──────── Source excerpt ────────

In the United States Court of Appeals For the Seventh Circuit

June 23, 2008


Appeals from the United States District Court for the Northern District of Illinois, Eastern Division. No. 00 C 2100-Wayne R. Andersen, Judge.

The opinion of the court was delivered by: Posner, Circuit Judge.

ARGUED MAY 29, 2008

Before CUDAHY, POSNER, and TINDER, Circuit Judges.

The Colorado Public Employees' Retirement Association (CoPERA) appeals from the district judge's refusal to allow it to intervene as a plaintiff in this class action for the purpose of appealing a three- and-a-half-year-old order granting summary judgment against the original representatives of the class. The question is whether CoPERA was entitled to wait so long before trying to become a party.

In 2000 the three plaintiffs brought this federal securities suit on behalf of themselves and all other stockholders who two years earlier had acquired stock in Bank One (now JPMorgan, but we'll continue to refer to the defendant as Bank One) when Bank One was created by the merger of Old Banc One and First Chicago NBD Corp. The suit charged that the prospectus for the merger transaction contained misrepresentations. The plaintiffs, along with a number of other members of the proposed class, had acquired stock in Old Banc One, converted to stock in Bank One in the merger, before the prospectus had been issued; they are called the "early purchasers" (of Bank One Stock). Other class members, the "late purchasers," had acquired stock in Bank One after the prospectus was issued; and some class members, including CoPERA, were both early and late purchasers.

────────

_What to work on_
1/ In the court opinion, which organization appeals from the district judge's refusal to let it intervene as a plaintiff?
2/ Restate the court opinion from the words "The opinion of" through the words "become a party.", swapping "district judge" for "trial judge".

──────── Collected data ────────

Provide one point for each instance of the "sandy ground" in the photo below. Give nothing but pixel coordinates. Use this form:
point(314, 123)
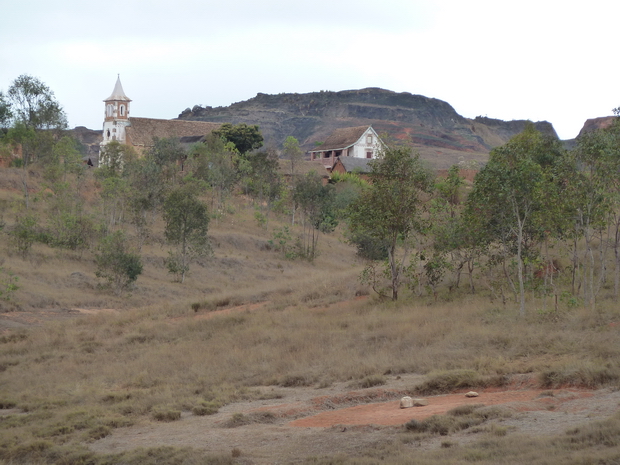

────────

_Outputs_
1/ The Colorado Public Employees' Retirement Association (CoPERA).

2/
The opinion of the court was delivered by: Posner, Circuit Judge.

ARGUED MAY 29, 2008

Before CUDAHY, POSNER, and TINDER, Circuit Judges.

The Colorado Public Employees' Retirement Association (CoPERA) appeals from the trial judge's refusal to allow it to intervene as a plaintiff in this class action for the purpose of appealing a three- and-a-half-year-old order granting summary judgment against the original representatives of the class. The question is whether CoPERA was entitled to wait so long before trying to become a party.